Records for processing:
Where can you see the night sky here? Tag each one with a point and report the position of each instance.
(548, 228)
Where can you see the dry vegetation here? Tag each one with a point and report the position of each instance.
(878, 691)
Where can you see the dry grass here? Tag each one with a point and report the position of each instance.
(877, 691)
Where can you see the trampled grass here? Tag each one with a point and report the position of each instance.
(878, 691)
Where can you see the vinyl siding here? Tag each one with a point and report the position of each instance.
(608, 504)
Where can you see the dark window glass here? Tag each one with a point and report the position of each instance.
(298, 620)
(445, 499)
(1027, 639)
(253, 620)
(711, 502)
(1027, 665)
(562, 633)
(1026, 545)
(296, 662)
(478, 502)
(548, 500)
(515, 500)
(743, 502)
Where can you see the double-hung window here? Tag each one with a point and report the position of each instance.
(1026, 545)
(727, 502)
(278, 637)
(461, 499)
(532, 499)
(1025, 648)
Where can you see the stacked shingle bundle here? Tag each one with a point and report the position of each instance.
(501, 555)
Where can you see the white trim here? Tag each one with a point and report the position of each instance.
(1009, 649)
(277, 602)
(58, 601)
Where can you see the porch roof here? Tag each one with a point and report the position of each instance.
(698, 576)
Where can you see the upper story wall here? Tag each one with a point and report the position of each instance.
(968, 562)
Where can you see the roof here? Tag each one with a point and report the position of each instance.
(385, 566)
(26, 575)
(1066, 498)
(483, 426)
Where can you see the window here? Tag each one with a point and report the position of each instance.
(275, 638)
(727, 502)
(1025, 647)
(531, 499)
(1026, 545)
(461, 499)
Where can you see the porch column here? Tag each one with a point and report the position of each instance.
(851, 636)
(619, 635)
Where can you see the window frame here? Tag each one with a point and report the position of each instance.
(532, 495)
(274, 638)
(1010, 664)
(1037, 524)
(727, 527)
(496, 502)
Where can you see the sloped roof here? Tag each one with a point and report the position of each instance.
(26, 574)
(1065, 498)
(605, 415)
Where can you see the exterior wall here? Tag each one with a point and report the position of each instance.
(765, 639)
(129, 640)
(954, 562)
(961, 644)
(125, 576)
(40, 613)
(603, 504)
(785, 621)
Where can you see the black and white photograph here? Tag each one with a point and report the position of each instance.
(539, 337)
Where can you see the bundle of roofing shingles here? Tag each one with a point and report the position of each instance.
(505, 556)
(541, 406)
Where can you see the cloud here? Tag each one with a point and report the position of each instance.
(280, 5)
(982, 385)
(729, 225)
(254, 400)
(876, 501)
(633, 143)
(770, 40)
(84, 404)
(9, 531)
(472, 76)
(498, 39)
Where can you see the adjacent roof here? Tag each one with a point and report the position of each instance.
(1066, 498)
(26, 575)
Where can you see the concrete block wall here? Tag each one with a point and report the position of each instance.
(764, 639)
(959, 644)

Goal of the exercise: Transcribe the listing in full, line by line.

Solution:
Where can you see the night sky here? Tag each one with a point and report the position of each instance.
(548, 228)
Where can you see the dry vegetation here? Tag each one with a point and report the position of each instance.
(878, 691)
Where can you see the dry grass here? Tag each one with a point and report the position of each instance.
(877, 691)
Where can you see the trampled grass here? Tag each one with a point and report the position of each instance.
(878, 691)
Where can you see the vinyl siding here? Tag each one with a point and report the position of each instance.
(608, 504)
Where can you see the dark window glass here? Tag each one with a point and report the position of each instance.
(298, 620)
(445, 499)
(1027, 639)
(253, 620)
(711, 502)
(1027, 665)
(562, 633)
(1026, 545)
(296, 662)
(478, 502)
(548, 500)
(515, 500)
(743, 502)
Where can you see the double-hung window here? Tag each one with a point and report the position of each instance.
(1026, 545)
(727, 502)
(278, 637)
(461, 499)
(532, 499)
(1025, 648)
Where can you see the stacked shingle bundle here? Tag each one with a point and report the position of each instance.
(501, 555)
Where can you see the white trim here? Tag each one with a point and report the position of each instance.
(1009, 649)
(277, 602)
(58, 601)
Where can you see the porch roof here? Tag each one with a point and report the position of each instance.
(698, 576)
Where can you see the upper story wall here? Tag each one with a point and report the position of each instance.
(968, 562)
Where can you see the roof here? Tag each one with a point and report the position of each instance.
(385, 566)
(26, 575)
(1066, 498)
(483, 426)
Where can you see the window here? Tag each one with a point and report the position of each instance.
(275, 638)
(727, 502)
(1025, 647)
(531, 499)
(1026, 545)
(461, 499)
Where can you see the porch column here? Tag each one with a point and report the position of each instance.
(851, 636)
(619, 635)
Where can you see the window frame here? Tag each one with a point and report the position of each instance.
(532, 495)
(274, 638)
(1010, 664)
(1037, 524)
(727, 527)
(496, 502)
Where can you see the sloped roof here? Tag each one with a point and report the position of each instance.
(26, 574)
(1065, 498)
(605, 415)
Where can you see the exterior wall here? Tag each one with a point and report the position of each instance.
(765, 639)
(129, 640)
(954, 562)
(961, 644)
(125, 576)
(40, 613)
(603, 504)
(785, 621)
Where can you see the black and white photograph here? Tag each one with a point and report the position of each instance.
(539, 337)
Where can you see the bundle of roofing shingles here? Tag each one with a point and report the position of each instance.
(505, 556)
(541, 406)
Where can you see the cloud here? Tag each one with a point and report the position of each instance.
(280, 5)
(982, 385)
(729, 225)
(254, 400)
(876, 501)
(633, 143)
(770, 40)
(84, 404)
(9, 531)
(472, 76)
(498, 39)
Where can you see the adjacent roof here? Tag each one with a point and report the position of each instance.
(1066, 498)
(26, 575)
Where can you see the concrete block wall here? Tag each one with a point and report the position of each instance.
(764, 639)
(959, 644)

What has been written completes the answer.